WHAT TO DO: From the entries, copy every line that carries the string "container".

MATERIALS PROVIDED:
[Start of Attachment]

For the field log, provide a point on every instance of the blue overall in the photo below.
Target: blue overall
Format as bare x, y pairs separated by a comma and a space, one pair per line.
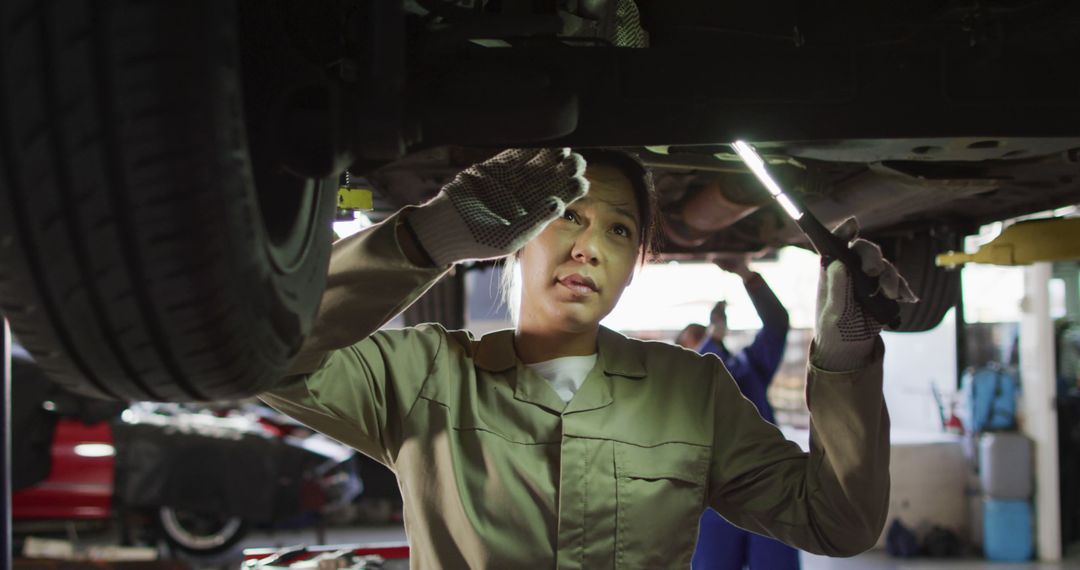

[End of Attachment]
[Start of Attachment]

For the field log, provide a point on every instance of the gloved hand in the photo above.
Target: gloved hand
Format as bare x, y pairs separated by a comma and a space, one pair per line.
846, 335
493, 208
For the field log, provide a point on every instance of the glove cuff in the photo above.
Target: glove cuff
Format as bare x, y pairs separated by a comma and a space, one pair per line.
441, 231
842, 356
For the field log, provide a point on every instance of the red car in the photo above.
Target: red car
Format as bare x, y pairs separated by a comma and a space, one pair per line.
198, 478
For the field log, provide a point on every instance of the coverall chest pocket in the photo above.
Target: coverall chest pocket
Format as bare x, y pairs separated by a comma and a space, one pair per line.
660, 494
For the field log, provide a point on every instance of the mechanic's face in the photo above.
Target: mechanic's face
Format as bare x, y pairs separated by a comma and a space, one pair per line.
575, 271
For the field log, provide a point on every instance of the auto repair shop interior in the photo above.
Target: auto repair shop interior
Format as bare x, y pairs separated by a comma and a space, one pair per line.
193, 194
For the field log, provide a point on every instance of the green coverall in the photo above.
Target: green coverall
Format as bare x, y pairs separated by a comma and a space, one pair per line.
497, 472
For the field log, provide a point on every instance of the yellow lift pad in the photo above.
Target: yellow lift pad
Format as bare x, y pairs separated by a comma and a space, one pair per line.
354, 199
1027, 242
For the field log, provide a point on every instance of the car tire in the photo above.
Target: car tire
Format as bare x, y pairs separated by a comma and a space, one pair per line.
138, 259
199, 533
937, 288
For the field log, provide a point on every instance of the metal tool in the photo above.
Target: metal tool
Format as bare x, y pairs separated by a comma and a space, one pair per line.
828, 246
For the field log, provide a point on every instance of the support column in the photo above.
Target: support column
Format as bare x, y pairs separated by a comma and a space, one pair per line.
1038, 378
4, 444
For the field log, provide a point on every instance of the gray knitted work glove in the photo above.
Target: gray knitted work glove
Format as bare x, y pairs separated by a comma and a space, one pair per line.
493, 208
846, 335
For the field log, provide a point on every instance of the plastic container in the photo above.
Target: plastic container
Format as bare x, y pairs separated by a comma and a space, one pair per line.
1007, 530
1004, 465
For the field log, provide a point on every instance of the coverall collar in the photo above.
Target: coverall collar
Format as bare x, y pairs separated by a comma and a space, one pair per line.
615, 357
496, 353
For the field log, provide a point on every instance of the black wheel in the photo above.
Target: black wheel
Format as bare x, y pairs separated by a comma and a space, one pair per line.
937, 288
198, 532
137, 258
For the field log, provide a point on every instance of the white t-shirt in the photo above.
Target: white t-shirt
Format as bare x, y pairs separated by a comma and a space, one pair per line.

[End of Attachment]

RESPONSE TO THIS EXERCISE:
For the field log, provide a point on every instance of the plastic container in the photo above.
Target: plastic container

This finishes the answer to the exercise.